- _Exercise goal_
Answer these questions from the court ruling below.
(a) Which case does the ruling cite for the point that an ALJ does not need to discuss every piece of evidence?
(b) At which step of the sequential evaluation process did the ALJ find a severe impairment of right shoulder degenerative joint disease?
(c) According to the RFC, up to what weight can Buchanan occasionally reach or lift overhead with her right arm?

- _Given passage_
————————
For the reasons set forth below, and applying controlling Ninth Circuit authority, the Court finds that the ALJ's decision is based on substantial evidence in the record, and is free of harmful legal error. Therefore, the Court concludes that the decision should be affirmed.

A. ALJ's Consideration of the Evidence

In evaluating Buchanan's claims, the ALJ was required to "make fairly detailed findings in support" of his decision "to permit courts to review th[at] decision[ ] intelligently." Vincent v. Heckler, 739 F.2d 1393, 1394 (9th Cir. 1984) (citation omitted). In doing so, an "ALJ does not need to discuss every piece of evidence" and "is not required to discuss evidence that is neither significant nor probative[.]" Howard ex rel. Wolff v. Barnhart, 341 F.3d 1006, 1012 (9th Cir. 2003) (internal quotations and citations omitted).

Here, the ALJ issued a detailed decision. AR 12-22. He clearly stated his rationale for rejecting some evidence in his assessment of Buchanan's medical records, credibility, and RFC. Id. The ALJ also set forth the evidence - which the Court concludes is substantial - that informed and supported his conclusion with respect to Buchanan's disability claim. Id. For these reasons, and after the Court's own review of the entire record, the Court finds that the ALJ properly considered all evidence. In short, the ALJ did not err.

As for Buchanan's specific argument that the ALJ failed to properly consider evidence relating to her right shoulder, knees, elbows, hands, plantar fasciitis, and mental limitations, the Court is not persuaded. First, respecting her shoulder pain, the ALJ expressly determined at step two of the sequential evaluation process that she had a severe impairment of "right shoulder degenerative joint disease[.]" AR 14. And, as noted above, he included in his assessment of her RFC limitations respecting the shoulder impairment, including that Buchanan "can reach or lift overhead with her right arm on occasion, with objects weighing up to 2 pounds." AR 17.
————————
- _Record extracts_
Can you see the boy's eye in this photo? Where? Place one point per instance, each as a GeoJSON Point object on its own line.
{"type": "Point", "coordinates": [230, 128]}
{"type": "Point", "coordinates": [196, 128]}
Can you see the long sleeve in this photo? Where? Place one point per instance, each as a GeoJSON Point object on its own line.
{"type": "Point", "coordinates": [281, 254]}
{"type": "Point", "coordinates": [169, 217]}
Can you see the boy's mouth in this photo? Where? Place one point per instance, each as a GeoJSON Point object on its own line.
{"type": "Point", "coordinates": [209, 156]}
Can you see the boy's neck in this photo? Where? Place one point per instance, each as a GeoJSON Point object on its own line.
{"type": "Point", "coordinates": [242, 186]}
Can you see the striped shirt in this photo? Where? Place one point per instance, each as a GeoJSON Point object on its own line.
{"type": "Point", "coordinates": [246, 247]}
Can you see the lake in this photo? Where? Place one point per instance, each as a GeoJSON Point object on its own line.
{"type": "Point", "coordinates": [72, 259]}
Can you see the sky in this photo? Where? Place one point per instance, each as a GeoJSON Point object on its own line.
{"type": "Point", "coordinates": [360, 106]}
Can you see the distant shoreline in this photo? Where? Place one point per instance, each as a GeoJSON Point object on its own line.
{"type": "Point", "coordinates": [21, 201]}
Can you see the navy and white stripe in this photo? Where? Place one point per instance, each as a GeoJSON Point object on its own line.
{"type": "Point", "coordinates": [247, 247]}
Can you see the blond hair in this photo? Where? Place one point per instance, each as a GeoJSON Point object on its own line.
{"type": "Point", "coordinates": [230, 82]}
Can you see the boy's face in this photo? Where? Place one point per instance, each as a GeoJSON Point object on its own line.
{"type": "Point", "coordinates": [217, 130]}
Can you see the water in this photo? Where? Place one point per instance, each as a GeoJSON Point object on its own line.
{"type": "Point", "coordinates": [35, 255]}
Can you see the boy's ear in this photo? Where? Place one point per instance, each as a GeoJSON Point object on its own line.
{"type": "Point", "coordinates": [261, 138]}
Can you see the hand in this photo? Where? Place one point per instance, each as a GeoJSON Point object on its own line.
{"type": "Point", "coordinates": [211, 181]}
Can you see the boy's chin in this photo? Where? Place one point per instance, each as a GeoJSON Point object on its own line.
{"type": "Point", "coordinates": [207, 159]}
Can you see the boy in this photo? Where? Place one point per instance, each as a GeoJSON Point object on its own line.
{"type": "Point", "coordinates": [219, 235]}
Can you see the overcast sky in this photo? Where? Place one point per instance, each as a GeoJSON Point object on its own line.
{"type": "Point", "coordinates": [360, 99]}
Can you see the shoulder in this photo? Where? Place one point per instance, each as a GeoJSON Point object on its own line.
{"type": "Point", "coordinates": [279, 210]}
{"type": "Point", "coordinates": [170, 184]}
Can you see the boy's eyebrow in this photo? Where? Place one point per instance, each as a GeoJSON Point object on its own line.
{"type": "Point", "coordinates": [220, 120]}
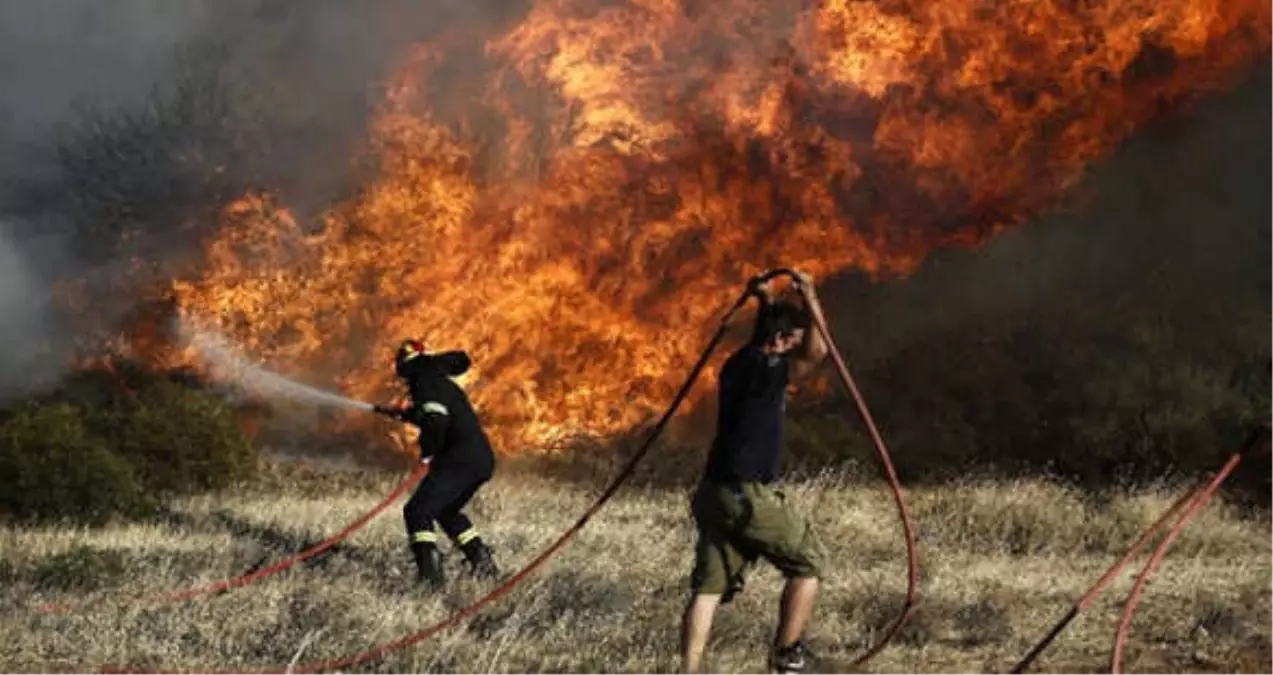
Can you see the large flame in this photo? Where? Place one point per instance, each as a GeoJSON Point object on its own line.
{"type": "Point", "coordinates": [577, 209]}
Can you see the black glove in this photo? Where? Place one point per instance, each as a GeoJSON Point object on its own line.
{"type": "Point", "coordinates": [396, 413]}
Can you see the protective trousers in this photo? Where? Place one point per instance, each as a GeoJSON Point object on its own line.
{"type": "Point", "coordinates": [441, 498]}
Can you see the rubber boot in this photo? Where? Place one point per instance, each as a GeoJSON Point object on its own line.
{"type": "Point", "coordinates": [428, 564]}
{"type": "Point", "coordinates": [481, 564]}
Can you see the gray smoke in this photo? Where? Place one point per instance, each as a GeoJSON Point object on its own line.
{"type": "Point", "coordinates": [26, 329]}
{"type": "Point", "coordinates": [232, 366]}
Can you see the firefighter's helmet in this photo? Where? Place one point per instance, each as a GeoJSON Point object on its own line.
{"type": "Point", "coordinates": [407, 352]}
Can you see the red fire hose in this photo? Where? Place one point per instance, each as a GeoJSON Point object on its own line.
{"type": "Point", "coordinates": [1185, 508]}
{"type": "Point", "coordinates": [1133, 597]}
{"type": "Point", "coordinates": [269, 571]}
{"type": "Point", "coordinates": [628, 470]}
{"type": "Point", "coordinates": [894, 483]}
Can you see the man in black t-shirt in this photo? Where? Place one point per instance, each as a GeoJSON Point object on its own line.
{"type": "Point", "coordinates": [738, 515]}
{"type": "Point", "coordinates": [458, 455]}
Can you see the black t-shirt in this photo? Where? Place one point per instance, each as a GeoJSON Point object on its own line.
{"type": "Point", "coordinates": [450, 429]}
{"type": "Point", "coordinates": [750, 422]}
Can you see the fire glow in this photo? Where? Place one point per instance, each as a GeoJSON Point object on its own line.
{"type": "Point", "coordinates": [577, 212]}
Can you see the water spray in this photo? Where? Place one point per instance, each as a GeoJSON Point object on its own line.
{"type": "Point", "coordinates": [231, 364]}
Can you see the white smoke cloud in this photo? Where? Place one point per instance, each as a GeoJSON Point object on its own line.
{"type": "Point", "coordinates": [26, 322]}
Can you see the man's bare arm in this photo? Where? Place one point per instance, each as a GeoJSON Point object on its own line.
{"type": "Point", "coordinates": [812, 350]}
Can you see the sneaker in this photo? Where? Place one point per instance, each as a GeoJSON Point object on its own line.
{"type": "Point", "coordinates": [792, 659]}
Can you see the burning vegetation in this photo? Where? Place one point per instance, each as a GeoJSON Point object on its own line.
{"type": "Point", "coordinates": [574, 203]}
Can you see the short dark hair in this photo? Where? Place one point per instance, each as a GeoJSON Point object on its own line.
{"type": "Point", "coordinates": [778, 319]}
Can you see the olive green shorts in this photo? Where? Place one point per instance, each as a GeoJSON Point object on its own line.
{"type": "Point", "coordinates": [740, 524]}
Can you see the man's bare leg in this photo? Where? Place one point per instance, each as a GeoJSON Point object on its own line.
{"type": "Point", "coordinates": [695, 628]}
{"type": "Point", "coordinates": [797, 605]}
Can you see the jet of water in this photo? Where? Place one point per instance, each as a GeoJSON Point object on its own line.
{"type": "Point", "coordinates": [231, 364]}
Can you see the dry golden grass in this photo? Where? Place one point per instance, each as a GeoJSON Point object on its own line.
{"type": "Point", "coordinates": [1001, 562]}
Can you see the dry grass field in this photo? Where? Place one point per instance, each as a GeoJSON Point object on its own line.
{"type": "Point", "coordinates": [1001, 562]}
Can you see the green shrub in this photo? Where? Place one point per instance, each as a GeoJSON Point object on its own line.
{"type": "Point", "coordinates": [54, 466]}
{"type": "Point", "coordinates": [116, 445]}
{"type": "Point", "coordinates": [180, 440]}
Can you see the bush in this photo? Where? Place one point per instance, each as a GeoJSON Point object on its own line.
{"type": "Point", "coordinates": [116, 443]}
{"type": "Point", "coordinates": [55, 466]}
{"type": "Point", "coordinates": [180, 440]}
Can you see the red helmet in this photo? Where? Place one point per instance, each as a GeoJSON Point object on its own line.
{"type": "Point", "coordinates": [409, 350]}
————————
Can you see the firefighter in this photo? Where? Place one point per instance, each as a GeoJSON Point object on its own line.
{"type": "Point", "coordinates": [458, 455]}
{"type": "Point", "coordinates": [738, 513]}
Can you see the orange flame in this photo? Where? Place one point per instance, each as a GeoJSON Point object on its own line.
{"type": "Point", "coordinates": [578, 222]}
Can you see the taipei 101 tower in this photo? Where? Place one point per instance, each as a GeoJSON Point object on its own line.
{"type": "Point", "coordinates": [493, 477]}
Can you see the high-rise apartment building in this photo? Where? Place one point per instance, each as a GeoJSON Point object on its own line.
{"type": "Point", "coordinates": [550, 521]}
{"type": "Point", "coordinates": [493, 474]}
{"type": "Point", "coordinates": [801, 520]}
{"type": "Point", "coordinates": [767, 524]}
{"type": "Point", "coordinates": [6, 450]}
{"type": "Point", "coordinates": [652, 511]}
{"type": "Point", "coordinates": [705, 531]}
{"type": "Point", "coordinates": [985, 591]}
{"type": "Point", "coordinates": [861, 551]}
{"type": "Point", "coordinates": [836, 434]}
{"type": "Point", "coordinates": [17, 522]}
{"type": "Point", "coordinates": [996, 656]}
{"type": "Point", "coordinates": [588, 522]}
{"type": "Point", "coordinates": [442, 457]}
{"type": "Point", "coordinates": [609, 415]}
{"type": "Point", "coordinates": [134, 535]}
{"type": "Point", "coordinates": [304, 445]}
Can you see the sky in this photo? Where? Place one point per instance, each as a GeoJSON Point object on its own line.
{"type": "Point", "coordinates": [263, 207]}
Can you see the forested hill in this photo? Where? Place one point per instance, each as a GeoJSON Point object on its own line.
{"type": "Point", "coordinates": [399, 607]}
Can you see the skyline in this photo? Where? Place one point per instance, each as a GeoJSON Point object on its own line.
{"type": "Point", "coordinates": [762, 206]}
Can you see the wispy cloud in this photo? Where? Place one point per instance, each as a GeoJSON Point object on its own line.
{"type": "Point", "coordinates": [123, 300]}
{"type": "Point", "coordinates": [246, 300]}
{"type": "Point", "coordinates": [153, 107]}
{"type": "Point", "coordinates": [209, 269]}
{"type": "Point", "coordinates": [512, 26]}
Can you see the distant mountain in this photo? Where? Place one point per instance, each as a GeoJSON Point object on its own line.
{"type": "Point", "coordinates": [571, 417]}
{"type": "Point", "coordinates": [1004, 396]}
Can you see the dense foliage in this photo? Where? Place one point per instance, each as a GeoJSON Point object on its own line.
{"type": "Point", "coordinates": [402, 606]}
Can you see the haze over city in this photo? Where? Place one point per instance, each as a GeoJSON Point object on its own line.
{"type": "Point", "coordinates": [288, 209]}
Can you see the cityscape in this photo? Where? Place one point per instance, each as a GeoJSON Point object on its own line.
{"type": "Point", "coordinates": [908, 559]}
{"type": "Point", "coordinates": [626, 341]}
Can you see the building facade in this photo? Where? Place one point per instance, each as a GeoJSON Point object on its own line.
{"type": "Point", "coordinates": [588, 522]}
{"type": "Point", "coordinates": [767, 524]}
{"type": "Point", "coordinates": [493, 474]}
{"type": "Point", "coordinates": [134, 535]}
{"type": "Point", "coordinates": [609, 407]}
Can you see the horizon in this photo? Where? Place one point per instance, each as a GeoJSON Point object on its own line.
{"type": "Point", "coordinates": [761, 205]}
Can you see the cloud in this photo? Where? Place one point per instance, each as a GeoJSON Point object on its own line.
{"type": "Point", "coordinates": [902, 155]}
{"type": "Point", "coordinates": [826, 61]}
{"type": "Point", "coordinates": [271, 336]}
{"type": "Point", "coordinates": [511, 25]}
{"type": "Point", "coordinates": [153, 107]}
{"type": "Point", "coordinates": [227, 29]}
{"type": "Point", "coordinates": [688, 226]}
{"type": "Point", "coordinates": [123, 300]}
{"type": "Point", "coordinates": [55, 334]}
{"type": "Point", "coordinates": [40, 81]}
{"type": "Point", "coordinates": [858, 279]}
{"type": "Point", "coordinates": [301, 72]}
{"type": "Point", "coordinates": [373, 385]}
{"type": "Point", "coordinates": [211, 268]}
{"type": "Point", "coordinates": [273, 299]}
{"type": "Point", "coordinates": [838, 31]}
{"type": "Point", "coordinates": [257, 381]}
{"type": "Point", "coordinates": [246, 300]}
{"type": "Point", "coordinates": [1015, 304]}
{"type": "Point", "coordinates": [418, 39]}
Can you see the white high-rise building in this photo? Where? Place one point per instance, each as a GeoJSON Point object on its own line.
————————
- _Completed exercise_
(a) Howard ex rel. Wolff v. Barnhart, 341 F.3d 1006, 1012 (9th Cir. 2003)
(b) Step two
(c) 2 pounds